*Do this*: Gather every line in the items below that contains the string "futsal", and copy each such line in full.

*Provided data*:
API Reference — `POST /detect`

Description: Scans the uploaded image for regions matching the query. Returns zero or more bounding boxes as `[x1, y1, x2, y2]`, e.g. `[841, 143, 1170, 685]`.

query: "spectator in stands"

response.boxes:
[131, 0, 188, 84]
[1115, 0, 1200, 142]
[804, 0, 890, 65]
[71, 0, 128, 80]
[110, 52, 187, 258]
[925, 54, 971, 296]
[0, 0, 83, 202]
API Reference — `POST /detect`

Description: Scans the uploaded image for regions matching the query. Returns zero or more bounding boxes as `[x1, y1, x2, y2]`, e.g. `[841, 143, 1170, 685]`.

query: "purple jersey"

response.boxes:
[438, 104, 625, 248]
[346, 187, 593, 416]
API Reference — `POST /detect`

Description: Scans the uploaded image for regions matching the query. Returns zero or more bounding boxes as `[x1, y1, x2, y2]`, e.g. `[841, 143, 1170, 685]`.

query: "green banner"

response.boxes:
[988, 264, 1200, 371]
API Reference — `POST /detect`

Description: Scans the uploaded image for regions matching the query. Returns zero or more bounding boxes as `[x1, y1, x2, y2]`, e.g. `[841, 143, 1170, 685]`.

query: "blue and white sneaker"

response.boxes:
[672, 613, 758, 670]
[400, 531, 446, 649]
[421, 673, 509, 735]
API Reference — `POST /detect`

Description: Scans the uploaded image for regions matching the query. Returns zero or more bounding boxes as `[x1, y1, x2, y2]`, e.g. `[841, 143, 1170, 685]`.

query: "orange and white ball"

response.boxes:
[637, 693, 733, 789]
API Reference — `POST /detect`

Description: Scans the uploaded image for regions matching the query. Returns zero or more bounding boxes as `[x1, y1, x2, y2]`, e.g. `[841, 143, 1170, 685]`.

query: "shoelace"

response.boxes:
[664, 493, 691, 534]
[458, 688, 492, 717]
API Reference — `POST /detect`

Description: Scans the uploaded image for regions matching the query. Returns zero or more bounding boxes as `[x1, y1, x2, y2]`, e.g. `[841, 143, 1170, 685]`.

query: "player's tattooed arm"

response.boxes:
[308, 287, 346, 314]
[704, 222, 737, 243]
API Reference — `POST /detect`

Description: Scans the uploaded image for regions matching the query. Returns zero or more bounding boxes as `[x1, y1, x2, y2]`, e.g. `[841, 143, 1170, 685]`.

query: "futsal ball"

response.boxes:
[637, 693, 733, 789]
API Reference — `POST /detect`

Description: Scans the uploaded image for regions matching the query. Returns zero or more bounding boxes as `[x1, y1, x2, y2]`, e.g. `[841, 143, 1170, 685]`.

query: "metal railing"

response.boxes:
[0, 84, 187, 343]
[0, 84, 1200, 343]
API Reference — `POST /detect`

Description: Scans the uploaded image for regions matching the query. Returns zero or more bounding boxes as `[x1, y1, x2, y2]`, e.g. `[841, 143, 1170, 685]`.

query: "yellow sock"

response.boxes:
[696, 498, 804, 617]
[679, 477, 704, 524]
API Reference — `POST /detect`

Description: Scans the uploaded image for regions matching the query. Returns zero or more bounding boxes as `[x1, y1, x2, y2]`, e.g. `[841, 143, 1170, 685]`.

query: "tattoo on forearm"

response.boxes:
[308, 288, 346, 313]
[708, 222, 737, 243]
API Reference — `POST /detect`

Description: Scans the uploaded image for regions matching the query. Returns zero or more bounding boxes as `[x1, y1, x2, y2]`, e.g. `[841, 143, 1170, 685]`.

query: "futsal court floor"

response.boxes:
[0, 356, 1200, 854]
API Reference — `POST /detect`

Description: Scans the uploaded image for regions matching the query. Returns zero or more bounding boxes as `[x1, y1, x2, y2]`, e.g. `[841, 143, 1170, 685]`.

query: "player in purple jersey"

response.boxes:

*Task response*:
query: "futsal ball"
query: "futsal court floor"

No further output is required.